-- FRAGMENTO DEL TEXTO --
>>

La virginidad de María indica que Jesús no es producto de la historia, sino que es, principalmente, obra de Dios. Mateo resalta más el papel de José, por el que Jesús queda inscrito en la historia de Israel, de hecho él es el que le pone el nombre(Mt 1, 21). Mateo recalca más la procedencia legal de Jesús, su genealogía comienza en Abraham. No es mucho problema que José no sea el papá biológico de Jesús, lo que cuenta es que sea el papá legalmente. Por la lay del levirato, los hijos lo eran del esposo difunto, si era el caso, y no tanto del pariente que engendraba con la viuda, se trataba del rescate de la memoria del familiar fallecido sin descendencia. La ley por encima de todo, la intención era librar de la humillación de la esterilidad, sobre todo al varón.
Ciertamente Jesús llegó caminando a lo largo de los siglos a través de su genealogía(Mt 1, 1-17), pero es, principalmente, obra del Espíritu Santo que procede de lo alto, nos dice Lucas. Para él el recorrido histórico de Jesús comienza en Dios(Lc 3, 23-38). Para Mateo, José es, sobre todo, el eslabón que une a Jesús con toda la cadena de sus antepasados, pasando por David hasta Abraham, sin fijarse mucho en que no sea el padre carnal. Le preocupa más justificar el parentesco legal porque sus destinatarios son, en su mayoría, cristianos de procedencia judía. Claro que también habla de la intervención del Espíritu Santo en la concepción de Jesús: “María estaba prometida a José y, antes de vivir juntos, resultó que esperaban un hijo por la acción del Espíritu Santo”(Mt 1, 18). Dicho parentesco legal se atestigua, en que “recibió a su esposa y, sin tener relaciones conyugales, ella dio a luz un hijo, al que puso por nombre Jesús”(Mt 1, 24-25).
Claro que también Lucas hablará de José y, con ello, de la importancia de la ley para ubicar a Jesús en el contexto de la historia de Israel. El viaje que tuvieron que hacer José y María a Belén, tierra de David es para que Jesús fuera hijo de David y, por tanto, quedara ungido por los patriarcas, profetas y sabios, que habían hablado de él.
Esto era importante para que Jesús pudiera recibir todo el apoyo del Antiguo Testamento, de otro modo tendrían razón sus enemigos al considerarlo un blasfemo, que fue por lo que le dieron muerte. Todo, en los evangelios, está acomodado para proclamar a Jesús como Mesías e Hijo de Dios y, por lo tanto, rey de Israel.
María, también, se supo acomodar al proyecto de Dios, en eso está su mérito. La prueba más grande de esto, es la aceptación del don de la maternidad en circunstancias muy adversas. Dios incomoda sus planes, no es que María estuviera desocupada, estaba dada en matrimonio. Quererse casar es una decisión que involucra todo el ser de la persona y todas sus relaciones. Aceptar la propuesta de Dios significó replantear todo desde la raíz, más aún, arriesgar la propia vida. Pienso que, a veces, le quitamos mérito a María cuando pensamos que los ángeles o Dios le resolvían toda la vida y buscamos en ella puros milagros, en lugar de aprender su escucha de la palabra de Dios. “En realidad, no se puede pensar en la encarnación del Verbo sin tener en cuenta la libertad de esta joven mujer, que con su consentimiento coopera de modo decisivo a la entrada del Eterno en el tiempo”(VD 27).

<<

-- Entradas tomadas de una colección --
>>

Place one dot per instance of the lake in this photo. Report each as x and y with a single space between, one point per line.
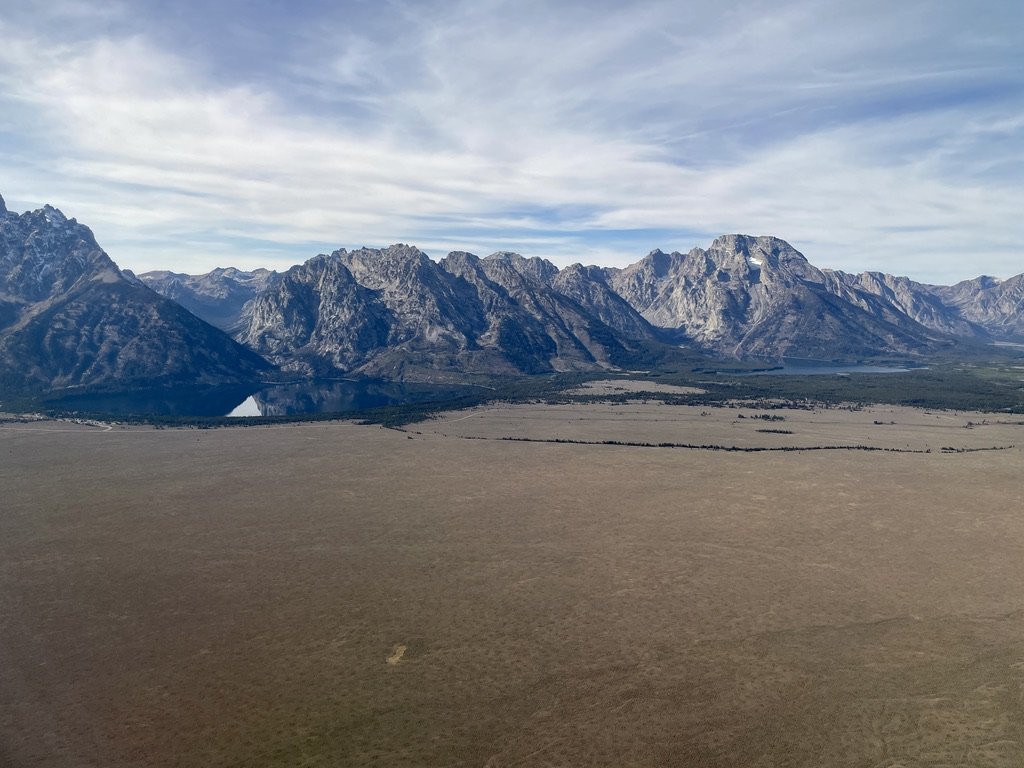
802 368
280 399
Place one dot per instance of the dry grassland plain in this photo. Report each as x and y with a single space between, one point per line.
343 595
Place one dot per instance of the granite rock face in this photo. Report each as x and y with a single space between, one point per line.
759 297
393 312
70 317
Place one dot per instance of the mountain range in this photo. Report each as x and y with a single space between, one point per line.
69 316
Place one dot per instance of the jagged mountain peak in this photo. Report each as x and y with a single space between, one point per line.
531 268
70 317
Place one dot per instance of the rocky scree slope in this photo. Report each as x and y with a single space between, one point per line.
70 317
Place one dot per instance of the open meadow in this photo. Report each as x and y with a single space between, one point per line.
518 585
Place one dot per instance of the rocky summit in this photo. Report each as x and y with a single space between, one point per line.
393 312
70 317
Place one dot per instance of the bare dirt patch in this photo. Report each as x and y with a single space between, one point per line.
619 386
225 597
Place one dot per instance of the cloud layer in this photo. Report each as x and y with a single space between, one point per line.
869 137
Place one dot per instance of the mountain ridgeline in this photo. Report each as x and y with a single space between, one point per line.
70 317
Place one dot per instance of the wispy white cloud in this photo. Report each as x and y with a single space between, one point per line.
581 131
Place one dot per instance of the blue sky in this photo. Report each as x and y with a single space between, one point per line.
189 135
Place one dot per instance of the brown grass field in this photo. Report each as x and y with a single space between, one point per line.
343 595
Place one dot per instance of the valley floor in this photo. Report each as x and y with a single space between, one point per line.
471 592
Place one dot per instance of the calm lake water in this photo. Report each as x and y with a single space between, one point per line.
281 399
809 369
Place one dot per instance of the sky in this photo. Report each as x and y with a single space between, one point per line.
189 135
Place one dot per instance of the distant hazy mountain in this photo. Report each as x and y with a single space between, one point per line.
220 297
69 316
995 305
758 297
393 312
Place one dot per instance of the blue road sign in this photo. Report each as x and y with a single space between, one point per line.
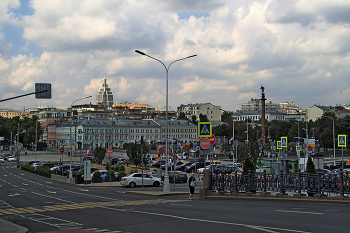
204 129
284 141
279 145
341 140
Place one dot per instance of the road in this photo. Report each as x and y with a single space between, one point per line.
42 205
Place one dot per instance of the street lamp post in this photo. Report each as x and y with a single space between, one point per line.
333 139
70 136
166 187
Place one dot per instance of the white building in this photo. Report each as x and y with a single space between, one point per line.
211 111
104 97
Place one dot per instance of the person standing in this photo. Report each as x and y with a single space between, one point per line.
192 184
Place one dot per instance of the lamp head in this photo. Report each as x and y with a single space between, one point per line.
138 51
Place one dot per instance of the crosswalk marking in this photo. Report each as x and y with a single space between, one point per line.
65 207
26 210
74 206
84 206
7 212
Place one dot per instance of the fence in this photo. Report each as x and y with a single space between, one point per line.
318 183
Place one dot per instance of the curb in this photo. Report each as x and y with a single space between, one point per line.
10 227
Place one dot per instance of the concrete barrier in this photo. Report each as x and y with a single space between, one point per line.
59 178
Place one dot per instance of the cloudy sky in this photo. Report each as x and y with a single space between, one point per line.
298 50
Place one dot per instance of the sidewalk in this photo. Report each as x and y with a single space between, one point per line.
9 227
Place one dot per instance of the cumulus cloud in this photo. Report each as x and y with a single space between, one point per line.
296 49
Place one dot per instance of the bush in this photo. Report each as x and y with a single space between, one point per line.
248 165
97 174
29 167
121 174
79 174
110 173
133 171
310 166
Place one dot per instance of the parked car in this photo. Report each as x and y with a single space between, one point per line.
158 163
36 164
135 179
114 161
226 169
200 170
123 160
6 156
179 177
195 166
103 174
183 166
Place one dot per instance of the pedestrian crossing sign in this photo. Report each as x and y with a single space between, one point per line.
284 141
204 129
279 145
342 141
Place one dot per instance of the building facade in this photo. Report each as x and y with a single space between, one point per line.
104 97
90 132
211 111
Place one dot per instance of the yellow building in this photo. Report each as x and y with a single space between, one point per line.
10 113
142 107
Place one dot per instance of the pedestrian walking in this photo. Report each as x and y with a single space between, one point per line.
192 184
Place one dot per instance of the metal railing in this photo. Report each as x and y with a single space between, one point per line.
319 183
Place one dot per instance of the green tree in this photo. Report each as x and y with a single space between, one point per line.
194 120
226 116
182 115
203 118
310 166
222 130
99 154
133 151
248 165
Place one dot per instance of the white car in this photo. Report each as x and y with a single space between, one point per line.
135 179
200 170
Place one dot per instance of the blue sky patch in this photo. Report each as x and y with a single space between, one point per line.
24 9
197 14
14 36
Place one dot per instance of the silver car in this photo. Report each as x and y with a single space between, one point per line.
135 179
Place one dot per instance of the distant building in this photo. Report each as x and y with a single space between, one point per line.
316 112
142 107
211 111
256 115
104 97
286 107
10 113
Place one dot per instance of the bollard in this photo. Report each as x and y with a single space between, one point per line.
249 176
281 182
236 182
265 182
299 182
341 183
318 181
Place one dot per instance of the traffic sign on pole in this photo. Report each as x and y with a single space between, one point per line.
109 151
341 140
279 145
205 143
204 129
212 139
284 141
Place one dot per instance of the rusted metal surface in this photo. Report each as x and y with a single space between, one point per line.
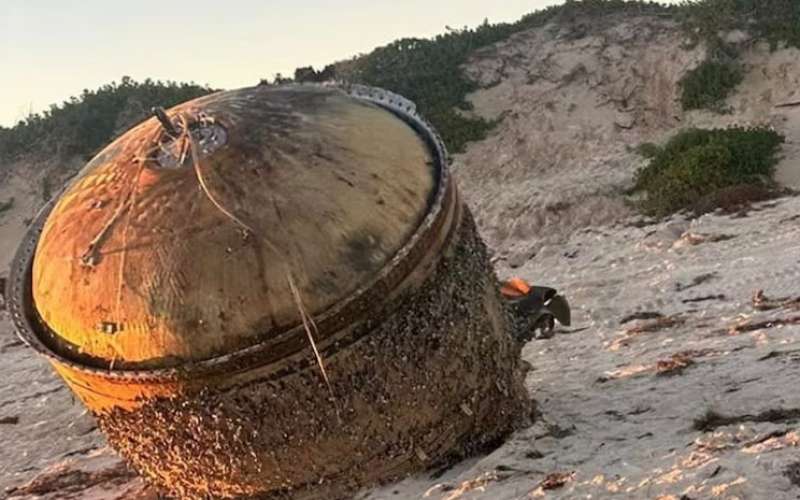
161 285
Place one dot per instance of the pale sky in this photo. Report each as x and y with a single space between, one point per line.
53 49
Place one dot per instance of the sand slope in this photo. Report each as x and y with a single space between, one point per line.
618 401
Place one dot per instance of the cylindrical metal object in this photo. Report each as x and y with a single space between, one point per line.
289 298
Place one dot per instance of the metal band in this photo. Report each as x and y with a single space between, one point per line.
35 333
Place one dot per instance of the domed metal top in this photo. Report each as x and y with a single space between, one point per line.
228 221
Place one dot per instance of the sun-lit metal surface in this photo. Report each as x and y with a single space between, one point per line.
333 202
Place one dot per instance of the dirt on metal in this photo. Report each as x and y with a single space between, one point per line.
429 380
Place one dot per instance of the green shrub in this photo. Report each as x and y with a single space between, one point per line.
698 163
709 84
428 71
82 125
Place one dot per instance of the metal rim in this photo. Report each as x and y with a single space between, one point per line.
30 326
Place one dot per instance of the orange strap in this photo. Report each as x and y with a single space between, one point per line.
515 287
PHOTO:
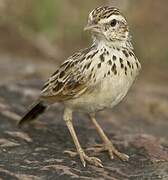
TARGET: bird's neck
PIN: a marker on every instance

<<

-- EN QUÉ TRABAJAR --
[A] Resume en una lista corta el párrafo del fragmento que empieza con "Claro que también Lucas hablará de José". Conserva sus datos principales.
[B] Según el fragmento, ¿con quién comienza la genealogía de Jesús que da Mateo?
[C] Repite palabra por palabra todo lo que va en el fragmento desde "La virginidad de" hasta "todo al varón.".

-- RESPUESTAS AL EJERCICIO --
[A]
- Lucas también habla de José y, así, de lo importante que es la ley para ubicar a Jesús en la historia de Israel.
- José y María tuvieron que viajar a Belén, tierra de David, para que Jesús fuera hijo de David.
- De este modo, Jesús quedaba ungido por los patriarcas, profetas y sabios que habían hablado de él.

[B] Con Abraham.

[C]
La virginidad de María indica que Jesús no es producto de la historia, sino que es, principalmente, obra de Dios. Mateo resalta más el papel de José, por el que Jesús queda inscrito en la historia de Israel, de hecho él es el que le pone el nombre(Mt 1, 21). Mateo recalca más la procedencia legal de Jesús, su genealogía comienza en Abraham. No es mucho problema que José no sea el papá biológico de Jesús, lo que cuenta es que sea el papá legalmente. Por la lay del levirato, los hijos lo eran del esposo difunto, si era el caso, y no tanto del pariente que engendraba con la viuda, se trataba del rescate de la memoria del familiar fallecido sin descendencia. La ley por encima de todo, la intención era librar de la humillación de la esterilidad, sobre todo al varón.